Stated task — Show each line below that contains the word "surface", copied in full without changes.

Dataset excerpt
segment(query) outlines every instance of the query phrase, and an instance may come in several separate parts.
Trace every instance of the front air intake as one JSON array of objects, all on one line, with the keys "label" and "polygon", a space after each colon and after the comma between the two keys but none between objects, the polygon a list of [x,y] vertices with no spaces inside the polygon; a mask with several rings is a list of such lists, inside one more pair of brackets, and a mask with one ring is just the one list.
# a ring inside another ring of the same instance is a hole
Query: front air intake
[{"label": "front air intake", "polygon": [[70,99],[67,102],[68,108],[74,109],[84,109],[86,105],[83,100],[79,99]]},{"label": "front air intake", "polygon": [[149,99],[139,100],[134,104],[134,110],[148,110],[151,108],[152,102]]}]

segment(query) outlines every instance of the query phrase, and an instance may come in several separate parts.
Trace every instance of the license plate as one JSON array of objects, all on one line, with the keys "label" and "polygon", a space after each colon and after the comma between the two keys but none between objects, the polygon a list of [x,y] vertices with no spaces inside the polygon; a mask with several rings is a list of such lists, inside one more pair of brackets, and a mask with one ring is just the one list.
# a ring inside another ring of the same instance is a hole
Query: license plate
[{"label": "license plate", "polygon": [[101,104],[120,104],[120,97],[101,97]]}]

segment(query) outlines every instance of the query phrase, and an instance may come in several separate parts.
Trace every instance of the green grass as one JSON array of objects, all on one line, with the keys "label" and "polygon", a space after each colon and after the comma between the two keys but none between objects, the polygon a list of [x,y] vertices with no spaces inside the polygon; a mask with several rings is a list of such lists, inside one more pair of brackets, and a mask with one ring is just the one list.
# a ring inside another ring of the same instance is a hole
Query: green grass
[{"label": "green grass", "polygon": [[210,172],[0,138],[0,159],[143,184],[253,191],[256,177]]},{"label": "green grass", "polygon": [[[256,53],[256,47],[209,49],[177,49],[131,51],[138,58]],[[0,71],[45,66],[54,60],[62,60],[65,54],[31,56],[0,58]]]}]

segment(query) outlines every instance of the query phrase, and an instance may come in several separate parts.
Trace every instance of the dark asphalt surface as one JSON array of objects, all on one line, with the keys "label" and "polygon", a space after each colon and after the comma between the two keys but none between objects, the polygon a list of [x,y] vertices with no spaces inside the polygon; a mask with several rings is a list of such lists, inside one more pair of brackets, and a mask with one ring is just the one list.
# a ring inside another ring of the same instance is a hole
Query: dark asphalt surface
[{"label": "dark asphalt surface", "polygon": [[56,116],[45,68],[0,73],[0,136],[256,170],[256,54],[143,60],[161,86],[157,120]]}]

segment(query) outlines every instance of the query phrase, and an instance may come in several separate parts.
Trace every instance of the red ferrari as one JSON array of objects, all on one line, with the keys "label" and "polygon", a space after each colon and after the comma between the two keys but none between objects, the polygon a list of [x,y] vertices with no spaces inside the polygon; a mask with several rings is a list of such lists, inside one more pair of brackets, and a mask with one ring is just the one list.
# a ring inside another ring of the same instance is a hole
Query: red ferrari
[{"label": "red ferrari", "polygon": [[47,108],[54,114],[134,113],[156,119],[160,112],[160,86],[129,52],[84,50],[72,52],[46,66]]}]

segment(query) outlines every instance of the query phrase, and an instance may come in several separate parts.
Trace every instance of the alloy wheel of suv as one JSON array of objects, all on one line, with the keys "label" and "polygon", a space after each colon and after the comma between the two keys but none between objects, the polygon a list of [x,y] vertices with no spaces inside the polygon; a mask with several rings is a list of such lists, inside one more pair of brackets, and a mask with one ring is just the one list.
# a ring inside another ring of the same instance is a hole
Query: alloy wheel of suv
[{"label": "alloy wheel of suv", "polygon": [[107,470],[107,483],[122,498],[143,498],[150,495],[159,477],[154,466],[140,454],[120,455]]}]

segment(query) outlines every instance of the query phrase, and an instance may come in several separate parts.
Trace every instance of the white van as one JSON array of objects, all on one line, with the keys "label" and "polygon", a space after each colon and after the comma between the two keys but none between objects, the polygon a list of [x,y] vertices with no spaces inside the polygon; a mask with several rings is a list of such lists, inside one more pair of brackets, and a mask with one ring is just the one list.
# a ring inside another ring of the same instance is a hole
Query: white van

The solution —
Trace every instance of the dark asphalt surface as one JSON array of objects, all on one line, with the keys "label" and "polygon", a space after each colon and after the comma between the two keys but none between objects, the polygon a list of [x,y] vertices with no spaces inside the polygon; a mask with several rings is a list of such lists, inside one more pair of brackets, and a mask with one ring is just the one list.
Query: dark asphalt surface
[{"label": "dark asphalt surface", "polygon": [[56,116],[45,68],[0,73],[0,136],[256,170],[256,54],[143,60],[161,86],[157,120]]}]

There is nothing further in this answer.